- **TAREFAS A REALIZAR**
(1) De acordo com o texto em estudo, quantas marcas trabalham com o selo "Swiss Made"?
(2) Reescreva o trecho do texto em estudo que vai de "Mas para a maioria" a "ocidental da moda.", substituindo "quartzo" por "pulso".

---------- TEXTO EM ESTUDO

Ameaça ao pequenos grupos

Mas para a maioria dos profissionais do setor, que atuam nos segmentos de nível básico e médio, as notícias não são tão animadoras. “Das 350 marcas que trabalham com o selo ‘Swiss Made’, estima-se que 20% funcionam muito bem e que 80% têm um futuro altamente comprometido”, diz Olivier Müller.

A situação é particularmente preocupante para marcas que vendem relógios por menos de 200 francos. A produção de relógios de quartzo diminuiu em mais de 12 milhões de unidades desde 2011 e o fenômeno acelerou ainda mais com a crise do coronavírus.

Como o Swatch, cujas vendas estão em constante declínio, esses relógios baratos são particularmente afetados pela concorrência de relógios mais caros, mas também pelo sucesso de marcas de moda estrangeiras (Guess, Puma, Armani, etc.) que têm boa entrada na juventude ocidental da moda.

--------------------
---------- DADOS BRUTOS

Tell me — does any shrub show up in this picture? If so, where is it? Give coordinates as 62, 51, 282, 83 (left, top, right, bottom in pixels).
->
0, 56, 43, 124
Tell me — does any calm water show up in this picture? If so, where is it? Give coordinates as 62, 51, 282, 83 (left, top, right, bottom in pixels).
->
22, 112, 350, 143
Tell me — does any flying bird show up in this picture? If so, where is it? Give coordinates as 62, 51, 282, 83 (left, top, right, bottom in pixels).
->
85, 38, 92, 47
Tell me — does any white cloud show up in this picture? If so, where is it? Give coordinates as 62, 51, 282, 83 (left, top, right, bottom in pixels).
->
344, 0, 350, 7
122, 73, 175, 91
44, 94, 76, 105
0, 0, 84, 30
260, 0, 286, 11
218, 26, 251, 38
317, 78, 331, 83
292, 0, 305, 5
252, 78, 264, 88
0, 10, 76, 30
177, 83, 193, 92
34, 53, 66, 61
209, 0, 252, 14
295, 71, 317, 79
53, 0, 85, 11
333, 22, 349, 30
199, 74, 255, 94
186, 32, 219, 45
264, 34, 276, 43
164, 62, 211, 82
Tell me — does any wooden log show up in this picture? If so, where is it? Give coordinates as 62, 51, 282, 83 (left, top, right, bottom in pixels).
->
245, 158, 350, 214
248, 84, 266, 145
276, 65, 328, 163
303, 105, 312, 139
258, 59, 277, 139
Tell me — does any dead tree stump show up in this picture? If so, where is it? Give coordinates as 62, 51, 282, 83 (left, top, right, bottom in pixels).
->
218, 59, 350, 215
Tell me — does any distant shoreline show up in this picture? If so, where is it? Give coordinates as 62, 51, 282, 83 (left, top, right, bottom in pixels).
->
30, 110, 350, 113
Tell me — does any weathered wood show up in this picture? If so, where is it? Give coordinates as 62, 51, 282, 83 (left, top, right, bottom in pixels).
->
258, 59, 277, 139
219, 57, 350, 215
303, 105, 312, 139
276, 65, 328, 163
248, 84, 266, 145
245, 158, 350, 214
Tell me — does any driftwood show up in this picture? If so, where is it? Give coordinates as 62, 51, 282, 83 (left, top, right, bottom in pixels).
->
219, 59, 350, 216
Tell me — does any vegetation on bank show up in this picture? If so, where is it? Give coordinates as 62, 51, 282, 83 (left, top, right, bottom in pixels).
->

--------------------

- **CONJUNTO DE SOLUÇÕES**
(1) 350 marcas.

(2)
Mas para a maioria dos profissionais do setor, que atuam nos segmentos de nível básico e médio, as notícias não são tão animadoras. “Das 350 marcas que trabalham com o selo ‘Swiss Made’, estima-se que 20% funcionam muito bem e que 80% têm um futuro altamente comprometido”, diz Olivier Müller.

A situação é particularmente preocupante para marcas que vendem relógios por menos de 200 francos. A produção de relógios de pulso diminuiu em mais de 12 milhões de unidades desde 2011 e o fenômeno acelerou ainda mais com a crise do coronavírus.

Como o Swatch, cujas vendas estão em constante declínio, esses relógios baratos são particularmente afetados pela concorrência de relógios mais caros, mas também pelo sucesso de marcas de moda estrangeiras (Guess, Puma, Armani, etc.) que têm boa entrada na juventude ocidental da moda.